◆ **SET EXERCISE 1**
Answer these questions about the excerpt on Goodhart's Law and metric optimization, one line per answer:
(a) When FID is optimized directly, the model matches the feature statistics of which network?
(b) In robotics, what causes the sim2real gap?
(c) For generative models, what kind of regularizers does the text suggest adding?
◆ **SET EXERCISE 2**
Render this sentence from the excerpt on Goodhart's Law and metric optimization in German: "Robust optimization requires multiple metrics and explicit constraints, not single-metric optimization."
◆ **SET EXERCISE 3**
Quote the excerpt on Goodhart's Law and metric optimization from "Goodhart's Law and" to "not single-metric optimization.".

◆ **EXCERPT**
Start
Goodhart's Law and metric optimization: Directly optimizing FID causes the model to match Inception-v3 feature statistics without regard for perceptual realism — generating unusual color statistics, unnatural textures, or artifacts invisible to Inception but obvious to humans. The same principle applies in RL (reward hacking from learned proxies) and robotics (sim2real gap from simulator overfitting).

Mitigation via KL regularization: Add constraints to stay close to a reference. In RLHF: $r_\text{adjusted} = r_\theta(x) - \beta D_\text{KL}(\pi \| \pi_\text{ref})$ . For generative models, add diversity regularizers: $\mathcal{L} = -\log p_\theta(x) + \lambda_\text{FID} \cdot \text{FID}(\theta) + \lambda_\text{percep} \cdot \text{Diversity}(\theta)$ . Robust optimization requires multiple metrics and explicit constraints, not single-metric optimization.
End
◆ **ENTRIES SHOWN**
Start
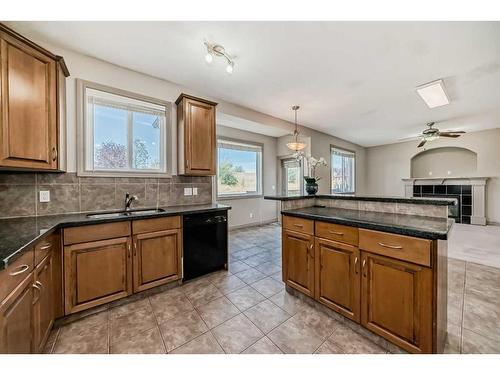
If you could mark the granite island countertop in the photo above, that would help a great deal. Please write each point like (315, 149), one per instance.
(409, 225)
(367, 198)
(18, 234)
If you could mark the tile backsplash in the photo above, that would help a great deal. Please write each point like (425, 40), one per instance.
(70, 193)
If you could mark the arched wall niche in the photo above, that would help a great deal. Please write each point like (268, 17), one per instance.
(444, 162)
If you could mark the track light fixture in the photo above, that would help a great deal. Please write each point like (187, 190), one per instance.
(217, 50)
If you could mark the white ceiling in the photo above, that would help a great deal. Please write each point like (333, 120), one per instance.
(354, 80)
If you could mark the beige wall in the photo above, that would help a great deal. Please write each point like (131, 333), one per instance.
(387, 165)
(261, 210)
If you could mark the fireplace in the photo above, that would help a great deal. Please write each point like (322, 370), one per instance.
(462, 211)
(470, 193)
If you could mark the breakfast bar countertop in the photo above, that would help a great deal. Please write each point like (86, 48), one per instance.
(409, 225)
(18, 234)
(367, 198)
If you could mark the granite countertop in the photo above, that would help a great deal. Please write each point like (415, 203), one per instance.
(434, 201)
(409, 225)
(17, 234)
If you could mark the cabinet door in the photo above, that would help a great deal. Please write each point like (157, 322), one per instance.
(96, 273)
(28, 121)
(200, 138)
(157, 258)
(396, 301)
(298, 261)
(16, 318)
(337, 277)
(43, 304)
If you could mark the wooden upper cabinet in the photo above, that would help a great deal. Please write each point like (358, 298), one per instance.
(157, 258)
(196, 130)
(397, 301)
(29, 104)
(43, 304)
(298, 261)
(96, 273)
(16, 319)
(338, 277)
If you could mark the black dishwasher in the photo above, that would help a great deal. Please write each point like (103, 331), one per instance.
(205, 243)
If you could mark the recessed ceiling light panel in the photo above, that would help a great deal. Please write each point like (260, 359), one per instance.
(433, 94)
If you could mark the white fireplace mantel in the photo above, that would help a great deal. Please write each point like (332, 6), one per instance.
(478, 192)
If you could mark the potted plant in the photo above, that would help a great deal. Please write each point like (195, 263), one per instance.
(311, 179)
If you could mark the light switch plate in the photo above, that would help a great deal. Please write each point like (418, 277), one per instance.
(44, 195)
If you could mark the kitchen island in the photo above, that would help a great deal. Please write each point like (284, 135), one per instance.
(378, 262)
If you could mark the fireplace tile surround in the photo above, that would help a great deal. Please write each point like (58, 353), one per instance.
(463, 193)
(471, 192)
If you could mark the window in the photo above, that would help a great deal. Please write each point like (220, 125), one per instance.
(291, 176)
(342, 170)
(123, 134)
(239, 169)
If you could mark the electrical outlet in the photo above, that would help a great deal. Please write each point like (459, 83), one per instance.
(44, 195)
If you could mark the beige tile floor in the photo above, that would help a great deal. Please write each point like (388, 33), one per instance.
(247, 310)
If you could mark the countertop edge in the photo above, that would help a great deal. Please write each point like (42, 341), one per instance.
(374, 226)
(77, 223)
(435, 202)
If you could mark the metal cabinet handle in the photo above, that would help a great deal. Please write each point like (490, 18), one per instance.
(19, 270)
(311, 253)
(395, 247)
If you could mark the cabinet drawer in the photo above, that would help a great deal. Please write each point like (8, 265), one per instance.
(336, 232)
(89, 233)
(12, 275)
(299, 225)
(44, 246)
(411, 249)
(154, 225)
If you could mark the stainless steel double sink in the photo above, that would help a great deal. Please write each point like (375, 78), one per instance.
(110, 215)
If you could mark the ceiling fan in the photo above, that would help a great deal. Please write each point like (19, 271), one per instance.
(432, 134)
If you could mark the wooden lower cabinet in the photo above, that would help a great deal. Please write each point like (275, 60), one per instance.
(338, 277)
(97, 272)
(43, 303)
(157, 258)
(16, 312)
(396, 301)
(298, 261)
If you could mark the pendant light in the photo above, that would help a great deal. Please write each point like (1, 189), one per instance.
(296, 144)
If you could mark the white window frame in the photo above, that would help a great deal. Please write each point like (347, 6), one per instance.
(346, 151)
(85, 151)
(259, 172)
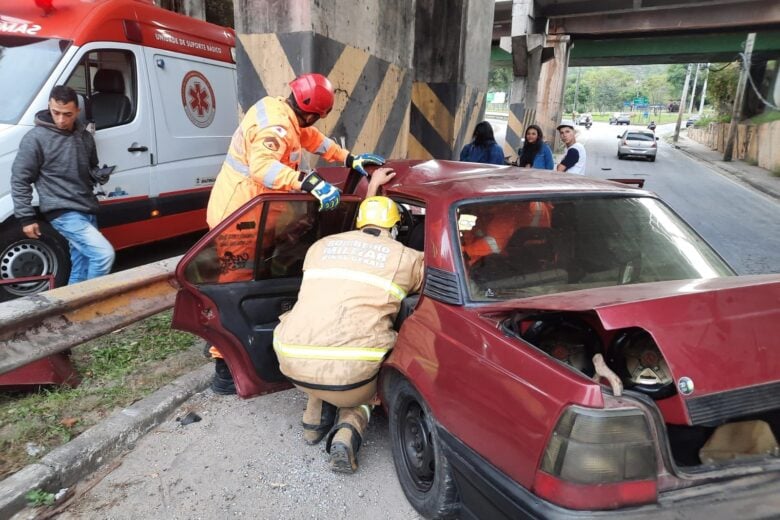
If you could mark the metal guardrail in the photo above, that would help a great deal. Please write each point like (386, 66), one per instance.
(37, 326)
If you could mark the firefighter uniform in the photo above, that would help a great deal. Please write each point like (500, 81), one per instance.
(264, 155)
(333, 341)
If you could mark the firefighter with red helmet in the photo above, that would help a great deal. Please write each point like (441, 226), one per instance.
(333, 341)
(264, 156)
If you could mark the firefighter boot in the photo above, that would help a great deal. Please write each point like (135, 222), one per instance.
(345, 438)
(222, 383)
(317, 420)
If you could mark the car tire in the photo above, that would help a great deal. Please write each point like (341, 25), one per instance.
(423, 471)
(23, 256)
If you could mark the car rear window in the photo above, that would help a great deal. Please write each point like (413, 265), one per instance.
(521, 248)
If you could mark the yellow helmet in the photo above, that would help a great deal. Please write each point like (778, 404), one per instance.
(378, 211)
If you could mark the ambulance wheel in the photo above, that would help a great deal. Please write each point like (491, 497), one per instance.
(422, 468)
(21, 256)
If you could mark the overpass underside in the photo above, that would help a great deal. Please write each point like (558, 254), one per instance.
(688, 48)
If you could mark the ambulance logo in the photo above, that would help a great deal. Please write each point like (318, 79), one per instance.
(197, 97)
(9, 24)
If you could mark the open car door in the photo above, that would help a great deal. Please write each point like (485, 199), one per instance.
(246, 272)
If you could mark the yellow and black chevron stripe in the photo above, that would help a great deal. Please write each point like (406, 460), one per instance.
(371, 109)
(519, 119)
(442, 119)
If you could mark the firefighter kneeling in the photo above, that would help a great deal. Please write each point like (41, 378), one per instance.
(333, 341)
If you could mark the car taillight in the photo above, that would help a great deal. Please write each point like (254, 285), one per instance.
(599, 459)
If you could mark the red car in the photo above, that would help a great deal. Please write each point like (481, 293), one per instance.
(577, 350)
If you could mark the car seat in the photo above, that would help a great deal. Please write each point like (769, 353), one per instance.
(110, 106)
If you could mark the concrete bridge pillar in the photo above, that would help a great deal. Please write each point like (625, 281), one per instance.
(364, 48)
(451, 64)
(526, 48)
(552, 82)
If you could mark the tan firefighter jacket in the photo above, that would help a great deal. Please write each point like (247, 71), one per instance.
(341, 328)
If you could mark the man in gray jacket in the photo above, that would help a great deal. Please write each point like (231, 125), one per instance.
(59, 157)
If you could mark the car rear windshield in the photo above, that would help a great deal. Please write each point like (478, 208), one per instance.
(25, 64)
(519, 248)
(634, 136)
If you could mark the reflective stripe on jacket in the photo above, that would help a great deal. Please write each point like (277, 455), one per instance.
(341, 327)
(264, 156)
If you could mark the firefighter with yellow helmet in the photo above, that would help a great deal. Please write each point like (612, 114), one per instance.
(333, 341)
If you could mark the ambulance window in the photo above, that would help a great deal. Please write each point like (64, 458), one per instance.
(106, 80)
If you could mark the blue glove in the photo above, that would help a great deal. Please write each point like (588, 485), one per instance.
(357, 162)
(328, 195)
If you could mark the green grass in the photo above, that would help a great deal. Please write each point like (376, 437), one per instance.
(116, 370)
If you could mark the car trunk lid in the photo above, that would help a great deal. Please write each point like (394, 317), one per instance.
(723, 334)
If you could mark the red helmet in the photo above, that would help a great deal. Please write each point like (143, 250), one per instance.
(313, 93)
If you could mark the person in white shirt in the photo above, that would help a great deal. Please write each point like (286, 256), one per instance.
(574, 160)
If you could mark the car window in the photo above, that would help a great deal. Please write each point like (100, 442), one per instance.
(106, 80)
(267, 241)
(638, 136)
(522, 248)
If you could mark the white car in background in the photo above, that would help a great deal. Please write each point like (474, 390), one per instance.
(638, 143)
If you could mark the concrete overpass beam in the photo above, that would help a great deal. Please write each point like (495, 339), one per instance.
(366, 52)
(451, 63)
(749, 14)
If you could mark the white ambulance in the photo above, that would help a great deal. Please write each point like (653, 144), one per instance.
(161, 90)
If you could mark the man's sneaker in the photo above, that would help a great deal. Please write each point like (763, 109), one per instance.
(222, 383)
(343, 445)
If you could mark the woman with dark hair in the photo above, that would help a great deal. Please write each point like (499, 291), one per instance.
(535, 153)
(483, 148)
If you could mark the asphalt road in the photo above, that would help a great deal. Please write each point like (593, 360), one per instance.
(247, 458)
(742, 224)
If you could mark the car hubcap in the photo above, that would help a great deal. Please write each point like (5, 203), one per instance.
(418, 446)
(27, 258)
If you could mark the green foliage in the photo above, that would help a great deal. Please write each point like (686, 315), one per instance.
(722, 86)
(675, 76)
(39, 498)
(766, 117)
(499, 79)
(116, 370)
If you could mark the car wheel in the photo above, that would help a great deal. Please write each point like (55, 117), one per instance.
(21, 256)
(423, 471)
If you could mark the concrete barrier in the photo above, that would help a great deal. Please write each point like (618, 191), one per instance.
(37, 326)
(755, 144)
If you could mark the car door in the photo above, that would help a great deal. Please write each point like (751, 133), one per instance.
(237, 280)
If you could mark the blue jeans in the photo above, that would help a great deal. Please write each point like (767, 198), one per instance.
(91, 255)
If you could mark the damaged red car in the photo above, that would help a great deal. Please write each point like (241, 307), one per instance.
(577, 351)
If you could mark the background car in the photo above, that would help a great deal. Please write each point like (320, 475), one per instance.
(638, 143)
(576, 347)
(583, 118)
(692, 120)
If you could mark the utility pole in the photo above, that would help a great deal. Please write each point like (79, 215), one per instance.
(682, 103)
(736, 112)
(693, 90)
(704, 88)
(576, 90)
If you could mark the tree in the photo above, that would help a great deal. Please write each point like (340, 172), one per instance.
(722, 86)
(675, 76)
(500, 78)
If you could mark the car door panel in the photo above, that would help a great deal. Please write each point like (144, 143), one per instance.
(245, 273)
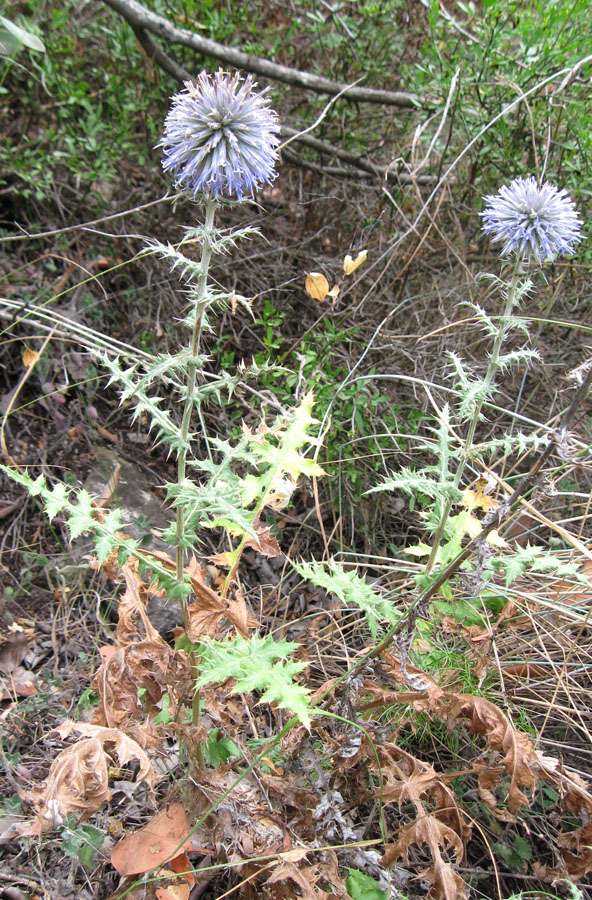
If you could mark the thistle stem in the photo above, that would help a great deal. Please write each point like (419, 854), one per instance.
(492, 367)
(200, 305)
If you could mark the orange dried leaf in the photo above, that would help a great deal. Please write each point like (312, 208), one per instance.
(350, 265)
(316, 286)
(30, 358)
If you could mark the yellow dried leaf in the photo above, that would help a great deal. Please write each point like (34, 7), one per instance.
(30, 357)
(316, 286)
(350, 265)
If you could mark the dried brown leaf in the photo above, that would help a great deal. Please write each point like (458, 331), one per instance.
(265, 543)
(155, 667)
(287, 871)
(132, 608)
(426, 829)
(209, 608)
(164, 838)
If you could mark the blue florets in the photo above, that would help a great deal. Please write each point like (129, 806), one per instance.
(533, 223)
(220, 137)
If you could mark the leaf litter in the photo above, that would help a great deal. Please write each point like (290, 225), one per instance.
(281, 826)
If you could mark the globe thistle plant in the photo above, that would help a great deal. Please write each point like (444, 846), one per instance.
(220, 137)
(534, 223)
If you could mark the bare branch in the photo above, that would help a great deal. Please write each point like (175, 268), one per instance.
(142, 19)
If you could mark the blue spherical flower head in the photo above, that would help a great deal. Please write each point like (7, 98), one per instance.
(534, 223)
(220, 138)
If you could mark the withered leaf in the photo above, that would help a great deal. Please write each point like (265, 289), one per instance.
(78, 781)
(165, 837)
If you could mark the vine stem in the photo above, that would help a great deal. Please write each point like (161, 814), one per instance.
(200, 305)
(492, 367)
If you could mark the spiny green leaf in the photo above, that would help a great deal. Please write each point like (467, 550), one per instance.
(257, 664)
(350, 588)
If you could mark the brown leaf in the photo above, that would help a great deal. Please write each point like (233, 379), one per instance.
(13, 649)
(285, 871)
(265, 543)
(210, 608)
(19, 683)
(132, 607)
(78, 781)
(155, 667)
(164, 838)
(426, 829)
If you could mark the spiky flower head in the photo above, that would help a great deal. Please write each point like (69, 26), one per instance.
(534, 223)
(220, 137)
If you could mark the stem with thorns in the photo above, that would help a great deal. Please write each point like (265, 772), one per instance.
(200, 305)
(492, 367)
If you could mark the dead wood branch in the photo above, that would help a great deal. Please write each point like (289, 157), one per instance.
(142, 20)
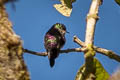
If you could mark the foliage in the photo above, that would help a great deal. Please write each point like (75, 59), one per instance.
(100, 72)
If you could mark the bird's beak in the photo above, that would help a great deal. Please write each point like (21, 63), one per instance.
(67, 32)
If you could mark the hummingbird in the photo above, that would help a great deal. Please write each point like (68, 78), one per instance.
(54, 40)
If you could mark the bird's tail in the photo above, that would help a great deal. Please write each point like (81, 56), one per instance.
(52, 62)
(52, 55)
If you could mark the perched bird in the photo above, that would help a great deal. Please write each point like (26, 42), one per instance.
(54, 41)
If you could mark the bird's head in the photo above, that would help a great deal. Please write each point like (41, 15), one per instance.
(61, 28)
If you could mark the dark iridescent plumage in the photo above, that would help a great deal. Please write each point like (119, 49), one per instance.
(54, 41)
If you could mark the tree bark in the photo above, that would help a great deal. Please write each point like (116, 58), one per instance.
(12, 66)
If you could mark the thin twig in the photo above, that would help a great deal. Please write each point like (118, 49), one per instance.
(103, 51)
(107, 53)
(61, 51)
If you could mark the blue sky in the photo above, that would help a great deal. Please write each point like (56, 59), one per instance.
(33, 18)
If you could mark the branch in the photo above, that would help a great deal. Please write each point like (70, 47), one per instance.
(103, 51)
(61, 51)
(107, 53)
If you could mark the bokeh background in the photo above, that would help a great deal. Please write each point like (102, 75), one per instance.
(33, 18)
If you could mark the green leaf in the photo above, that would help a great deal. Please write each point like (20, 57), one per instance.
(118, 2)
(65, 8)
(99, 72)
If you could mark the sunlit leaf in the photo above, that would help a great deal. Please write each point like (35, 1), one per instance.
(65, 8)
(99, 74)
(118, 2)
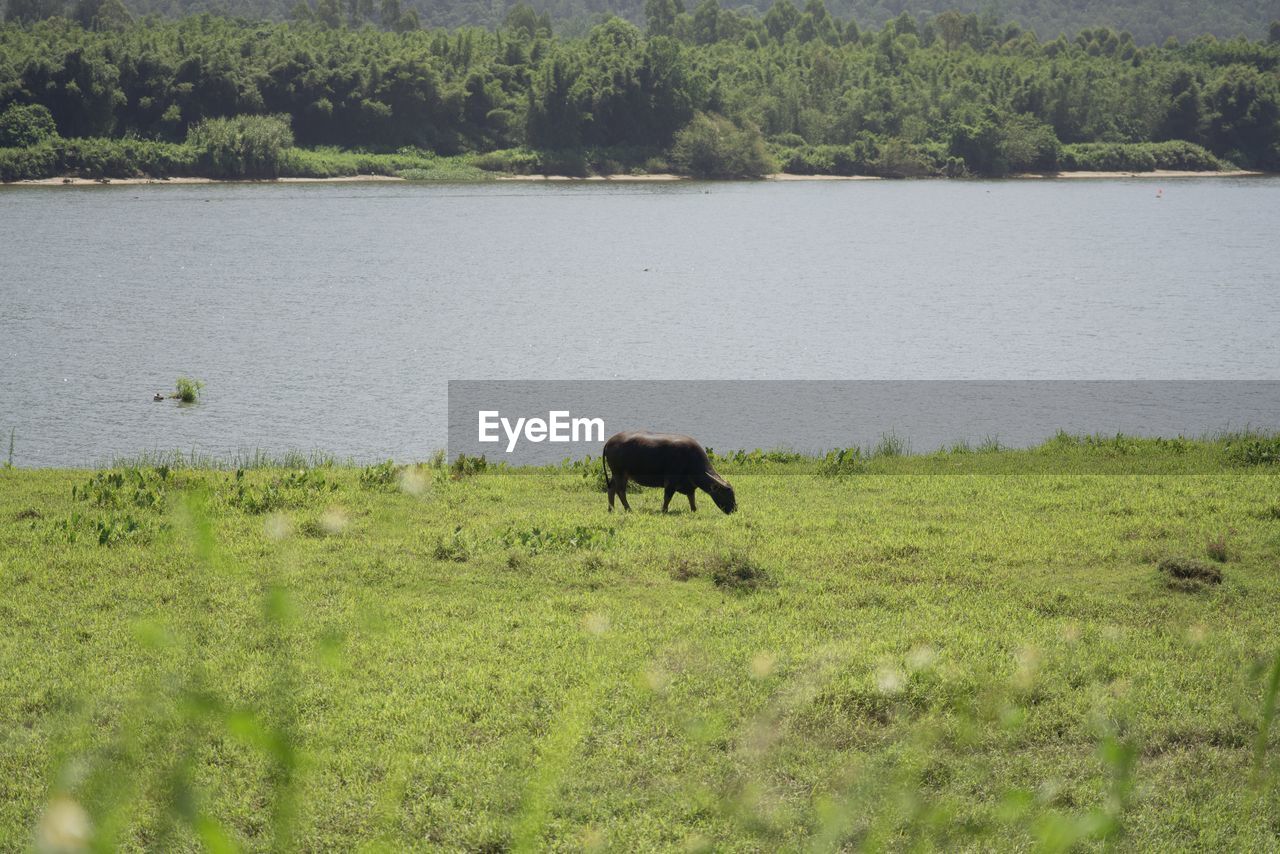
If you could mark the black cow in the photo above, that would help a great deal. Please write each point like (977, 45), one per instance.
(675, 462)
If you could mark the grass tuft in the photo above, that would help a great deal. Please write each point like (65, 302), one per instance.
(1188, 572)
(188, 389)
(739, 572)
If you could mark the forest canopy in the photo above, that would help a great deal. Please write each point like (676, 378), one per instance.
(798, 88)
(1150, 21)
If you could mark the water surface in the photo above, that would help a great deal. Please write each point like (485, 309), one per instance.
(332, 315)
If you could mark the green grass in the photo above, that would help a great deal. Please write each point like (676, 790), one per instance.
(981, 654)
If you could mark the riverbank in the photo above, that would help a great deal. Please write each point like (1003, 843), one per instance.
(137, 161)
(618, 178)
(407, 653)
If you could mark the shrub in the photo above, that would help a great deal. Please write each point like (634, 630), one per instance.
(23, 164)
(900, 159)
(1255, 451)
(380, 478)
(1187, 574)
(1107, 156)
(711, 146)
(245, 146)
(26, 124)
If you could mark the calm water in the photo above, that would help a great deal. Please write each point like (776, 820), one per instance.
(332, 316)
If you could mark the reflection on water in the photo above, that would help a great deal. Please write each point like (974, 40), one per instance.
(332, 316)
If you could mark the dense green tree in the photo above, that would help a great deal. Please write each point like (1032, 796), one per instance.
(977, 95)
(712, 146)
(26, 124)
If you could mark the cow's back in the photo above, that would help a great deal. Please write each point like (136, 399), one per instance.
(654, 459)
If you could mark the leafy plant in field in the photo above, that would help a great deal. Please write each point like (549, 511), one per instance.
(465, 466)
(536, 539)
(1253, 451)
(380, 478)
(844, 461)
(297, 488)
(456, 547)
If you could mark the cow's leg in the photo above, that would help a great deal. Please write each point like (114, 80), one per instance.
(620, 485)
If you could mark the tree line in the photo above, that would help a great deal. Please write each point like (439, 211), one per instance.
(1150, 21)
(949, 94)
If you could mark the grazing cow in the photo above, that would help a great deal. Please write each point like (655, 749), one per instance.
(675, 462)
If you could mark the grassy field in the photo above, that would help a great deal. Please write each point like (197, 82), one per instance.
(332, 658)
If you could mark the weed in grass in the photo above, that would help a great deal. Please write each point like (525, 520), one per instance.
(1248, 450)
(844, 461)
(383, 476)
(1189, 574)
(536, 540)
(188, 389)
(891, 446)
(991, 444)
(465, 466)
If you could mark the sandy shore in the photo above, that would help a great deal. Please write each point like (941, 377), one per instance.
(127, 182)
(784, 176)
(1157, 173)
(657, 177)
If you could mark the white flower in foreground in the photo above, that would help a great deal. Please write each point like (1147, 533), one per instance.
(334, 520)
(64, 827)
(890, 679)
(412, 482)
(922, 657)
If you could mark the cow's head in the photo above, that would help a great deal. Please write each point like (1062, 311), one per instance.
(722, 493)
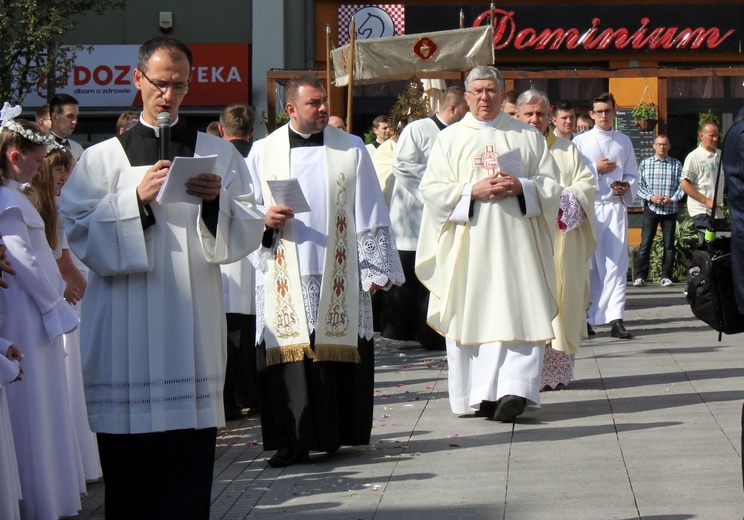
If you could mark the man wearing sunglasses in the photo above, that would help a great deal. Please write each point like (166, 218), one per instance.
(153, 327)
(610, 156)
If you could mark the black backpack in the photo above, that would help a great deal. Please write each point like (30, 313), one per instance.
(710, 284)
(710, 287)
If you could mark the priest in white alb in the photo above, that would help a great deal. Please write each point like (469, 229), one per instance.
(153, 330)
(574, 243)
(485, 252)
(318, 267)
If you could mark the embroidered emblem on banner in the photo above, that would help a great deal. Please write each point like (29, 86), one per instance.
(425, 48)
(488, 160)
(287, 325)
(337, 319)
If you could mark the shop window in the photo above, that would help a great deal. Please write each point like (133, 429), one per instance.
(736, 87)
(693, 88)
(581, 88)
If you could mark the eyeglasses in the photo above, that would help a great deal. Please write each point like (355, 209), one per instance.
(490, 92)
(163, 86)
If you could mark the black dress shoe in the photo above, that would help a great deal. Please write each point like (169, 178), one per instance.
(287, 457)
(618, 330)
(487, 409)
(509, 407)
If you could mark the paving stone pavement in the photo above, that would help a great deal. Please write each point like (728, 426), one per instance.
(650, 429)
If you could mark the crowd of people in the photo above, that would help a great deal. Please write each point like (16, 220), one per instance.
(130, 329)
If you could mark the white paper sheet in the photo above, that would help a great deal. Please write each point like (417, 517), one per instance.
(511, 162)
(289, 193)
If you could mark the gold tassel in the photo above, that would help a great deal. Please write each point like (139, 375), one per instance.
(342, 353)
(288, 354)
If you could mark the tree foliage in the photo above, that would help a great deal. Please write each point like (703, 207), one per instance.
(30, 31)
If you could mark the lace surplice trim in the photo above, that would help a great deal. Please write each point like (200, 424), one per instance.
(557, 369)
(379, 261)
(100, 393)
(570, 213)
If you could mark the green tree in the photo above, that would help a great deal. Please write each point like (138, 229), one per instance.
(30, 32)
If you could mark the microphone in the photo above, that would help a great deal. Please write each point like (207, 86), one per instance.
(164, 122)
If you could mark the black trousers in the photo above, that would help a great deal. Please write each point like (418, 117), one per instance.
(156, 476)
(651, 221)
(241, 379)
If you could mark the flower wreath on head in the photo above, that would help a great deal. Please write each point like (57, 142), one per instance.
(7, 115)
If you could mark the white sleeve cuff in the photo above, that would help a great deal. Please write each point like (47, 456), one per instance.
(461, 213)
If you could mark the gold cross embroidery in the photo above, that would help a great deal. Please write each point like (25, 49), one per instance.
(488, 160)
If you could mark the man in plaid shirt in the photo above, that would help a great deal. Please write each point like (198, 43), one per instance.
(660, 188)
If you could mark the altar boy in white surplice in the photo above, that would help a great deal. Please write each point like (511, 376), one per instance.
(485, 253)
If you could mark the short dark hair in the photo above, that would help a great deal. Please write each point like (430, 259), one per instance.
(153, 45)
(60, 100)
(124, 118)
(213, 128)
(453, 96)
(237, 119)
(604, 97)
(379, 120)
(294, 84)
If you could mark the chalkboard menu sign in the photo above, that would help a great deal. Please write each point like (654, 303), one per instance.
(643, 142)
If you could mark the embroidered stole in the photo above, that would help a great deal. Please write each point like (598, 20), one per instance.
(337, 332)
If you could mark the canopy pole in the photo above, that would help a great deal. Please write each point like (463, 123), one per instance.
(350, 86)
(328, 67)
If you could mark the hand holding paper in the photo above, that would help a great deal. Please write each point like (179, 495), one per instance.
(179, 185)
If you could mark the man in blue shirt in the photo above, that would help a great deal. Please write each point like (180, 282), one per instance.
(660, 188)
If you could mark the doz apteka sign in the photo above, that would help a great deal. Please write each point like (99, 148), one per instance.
End
◆ **TASK OUTPUT 1**
(a) Inception-v3
(b) Simulator overfitting
(c) Diversity regularizers

◆ **TASK OUTPUT 2**
Robuste Optimierung erfordert mehrere Metriken und explizite Nebenbedingungen, nicht die Optimierung einer einzelnen Metrik.

◆ **TASK OUTPUT 3**
Goodhart's Law and metric optimization: Directly optimizing FID causes the model to match Inception-v3 feature statistics without regard for perceptual realism — generating unusual color statistics, unnatural textures, or artifacts invisible to Inception but obvious to humans. The same principle applies in RL (reward hacking from learned proxies) and robotics (sim2real gap from simulator overfitting).

Mitigation via KL regularization: Add constraints to stay close to a reference. In RLHF: $r_\text{adjusted} = r_\theta(x) - \beta D_\text{KL}(\pi \| \pi_\text{ref})$ . For generative models, add diversity regularizers: $\mathcal{L} = -\log p_\theta(x) + \lambda_\text{FID} \cdot \text{FID}(\theta) + \lambda_\text{percep} \cdot \text{Diversity}(\theta)$ . Robust optimization requires multiple metrics and explicit constraints, not single-metric optimization.